- **Written problem**:
Copy the entries starting at the line containing "of the shaded" and ending at the last line of the entries, with the requests included. Scale every marked coordinate in the answers by 0.4 and round to whole numbers with halves going up, but leave the requests and their sample coordinates unchanged.

Rows from a dataset
** Start **

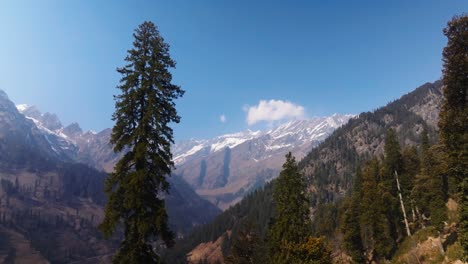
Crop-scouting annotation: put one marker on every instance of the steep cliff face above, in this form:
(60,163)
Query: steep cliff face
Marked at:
(51,203)
(330,166)
(224,169)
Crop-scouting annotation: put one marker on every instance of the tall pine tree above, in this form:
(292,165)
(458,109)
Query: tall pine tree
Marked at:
(144,109)
(453,119)
(292,222)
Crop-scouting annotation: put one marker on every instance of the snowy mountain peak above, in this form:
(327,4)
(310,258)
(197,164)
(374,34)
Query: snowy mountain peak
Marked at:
(288,135)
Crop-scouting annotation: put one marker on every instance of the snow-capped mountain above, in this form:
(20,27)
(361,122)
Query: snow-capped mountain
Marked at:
(286,136)
(221,169)
(225,168)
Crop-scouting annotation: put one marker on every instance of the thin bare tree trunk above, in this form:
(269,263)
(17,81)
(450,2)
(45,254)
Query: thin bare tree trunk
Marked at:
(421,220)
(402,205)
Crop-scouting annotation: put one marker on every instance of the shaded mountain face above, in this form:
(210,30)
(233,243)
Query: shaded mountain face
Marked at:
(330,167)
(224,169)
(185,208)
(51,203)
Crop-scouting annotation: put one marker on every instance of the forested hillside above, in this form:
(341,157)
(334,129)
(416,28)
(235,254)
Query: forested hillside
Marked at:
(330,167)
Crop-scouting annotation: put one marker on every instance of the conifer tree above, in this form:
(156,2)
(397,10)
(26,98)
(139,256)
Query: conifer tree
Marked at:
(392,163)
(292,222)
(144,109)
(453,118)
(375,226)
(351,225)
(247,247)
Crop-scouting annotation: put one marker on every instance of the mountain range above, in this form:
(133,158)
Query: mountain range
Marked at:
(51,199)
(329,169)
(221,169)
(226,168)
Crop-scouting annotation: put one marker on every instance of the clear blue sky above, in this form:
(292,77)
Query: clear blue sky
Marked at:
(326,56)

** End **

- **Output below**:
Crop-scouting annotation: put one marker on every instance of the shaded mountain face above, in this form:
(210,30)
(233,243)
Query: shaded mountain face
Marked at:
(132,67)
(90,68)
(74,83)
(20,81)
Crop-scouting annotation: put one marker on every instance of the forested hillside above, in this form:
(341,157)
(334,129)
(416,28)
(235,254)
Query: forested hillside
Marked at:
(132,67)
Crop-scouting annotation: put one marker on every instance of the conifer tree above, in this form:
(156,2)
(397,10)
(26,98)
(139,256)
Query: conifer tree
Marked at:
(157,65)
(117,89)
(58,44)
(181,47)
(150,90)
(140,90)
(99,99)
Crop-scouting annotation: put one marker on every instance of the mountain range above, in this form:
(133,158)
Query: mountain range
Marked at:
(20,80)
(132,68)
(88,68)
(90,67)
Crop-scouting annotation: put one marker on every instance of the clear blue sky above, in this form:
(292,77)
Query: clear blue sky
Marked at:
(130,22)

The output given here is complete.